'''

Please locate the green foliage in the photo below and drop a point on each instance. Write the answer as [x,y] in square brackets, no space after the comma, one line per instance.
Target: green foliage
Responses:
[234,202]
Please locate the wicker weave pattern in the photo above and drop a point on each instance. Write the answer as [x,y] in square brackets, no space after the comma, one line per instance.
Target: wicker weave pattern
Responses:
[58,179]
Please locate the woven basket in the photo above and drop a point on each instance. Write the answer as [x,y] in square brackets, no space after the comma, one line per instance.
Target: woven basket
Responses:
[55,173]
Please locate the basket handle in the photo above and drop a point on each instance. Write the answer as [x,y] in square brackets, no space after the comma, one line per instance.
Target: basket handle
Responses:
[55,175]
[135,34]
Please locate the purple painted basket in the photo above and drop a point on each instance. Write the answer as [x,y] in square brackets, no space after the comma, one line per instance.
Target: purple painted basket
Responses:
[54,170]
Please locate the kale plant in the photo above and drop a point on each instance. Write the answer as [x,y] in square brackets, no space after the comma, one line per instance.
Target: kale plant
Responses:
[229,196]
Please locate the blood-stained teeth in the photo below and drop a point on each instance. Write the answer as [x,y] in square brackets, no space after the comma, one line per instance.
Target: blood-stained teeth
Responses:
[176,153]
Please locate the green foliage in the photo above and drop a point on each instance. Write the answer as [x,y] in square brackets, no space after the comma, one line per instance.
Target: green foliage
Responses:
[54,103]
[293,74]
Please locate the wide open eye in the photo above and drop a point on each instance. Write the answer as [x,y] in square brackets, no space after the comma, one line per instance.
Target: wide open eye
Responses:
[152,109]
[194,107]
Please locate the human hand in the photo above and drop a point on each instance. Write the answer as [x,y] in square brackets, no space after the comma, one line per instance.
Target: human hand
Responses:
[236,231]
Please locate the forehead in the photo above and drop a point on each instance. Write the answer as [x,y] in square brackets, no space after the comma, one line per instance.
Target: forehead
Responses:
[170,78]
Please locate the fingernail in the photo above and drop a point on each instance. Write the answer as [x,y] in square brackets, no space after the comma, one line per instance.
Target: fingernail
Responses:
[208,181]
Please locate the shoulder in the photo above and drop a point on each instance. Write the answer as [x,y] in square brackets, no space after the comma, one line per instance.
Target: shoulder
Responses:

'''

Written exercise ->
Every entry should be output exactly as written, please.

In response ->
Please locate the green foliage in the photo below and drop a point on each instance. Write the answer as [x,y] in square brackets, no space after the comma, one line per instance.
Target: green foliage
Responses:
[234,202]
Please locate the wicker weave pattern in the photo above and drop a point on each instance. Write the answer as [x,y] in square brackets, no space after the comma, one line per instance.
Target: wicker weave pattern
Responses:
[58,179]
Please locate the woven basket in the photo above and drop a point on each instance. Write the answer as [x,y] in square brackets, no space after the comma, one line per instance.
Target: woven basket
Responses:
[55,173]
Please locate the basket handle in the photo above and drop a point on each instance. Write the answer as [x,y] in square brackets, no space after the comma, one line per instance.
Target: basket handle
Responses:
[55,175]
[135,34]
Please locate the purple painted basket in the photo above and drop a point on each instance. Write the answer as [x,y] in square brackets, no space after the comma, one line per instance.
Target: purple painted basket
Responses:
[54,170]
Please locate the kale plant in the photo above and drop a point on each instance. Write the answer as [x,y] in square brackets, no space after the comma, one line per instance.
Target: kale plant
Responses:
[229,196]
Please locate the blood-stained teeth in the photo below and drop a point on each instance. Write the answer as [x,y] in square brackets, no space after the comma, one line per instance.
Target: blood-stained teeth
Responses:
[176,153]
Please locate the green foliage in the photo above and drop a point on each instance. Write the answer as [x,y] in square brackets, no space after the comma, one line per instance.
Target: green foliage
Responses:
[54,103]
[293,74]
Please locate the wide open eye in the photo above and drop a point on each instance. Write the answer as [x,y] in square brackets, no space after the comma, one line per instance.
Target: wide open eye
Responses:
[152,109]
[194,107]
Please locate the human hand in the photo above and drop a point on each instance. Write the answer as [x,y] in square brackets, no space after the comma, one line per instance.
Target: human hand
Responses:
[236,231]
Please locate the forehead in the photo above and drop a point on each instance. Write the answer as [x,y] in square brackets, no space after the comma, one line per instance.
Target: forehead
Responses:
[170,78]
Please locate the fingernail in the photo above and drop a point on each instance. Write the answer as [x,y] in square brackets, no space after the comma, one line per instance.
Target: fingernail
Responses:
[208,181]
Please locate the shoulder in the photo above and drop a point on each instance. Write the answer as [x,y] in square brackets, no space after the comma, one line per instance.
Target: shoulder
Responses:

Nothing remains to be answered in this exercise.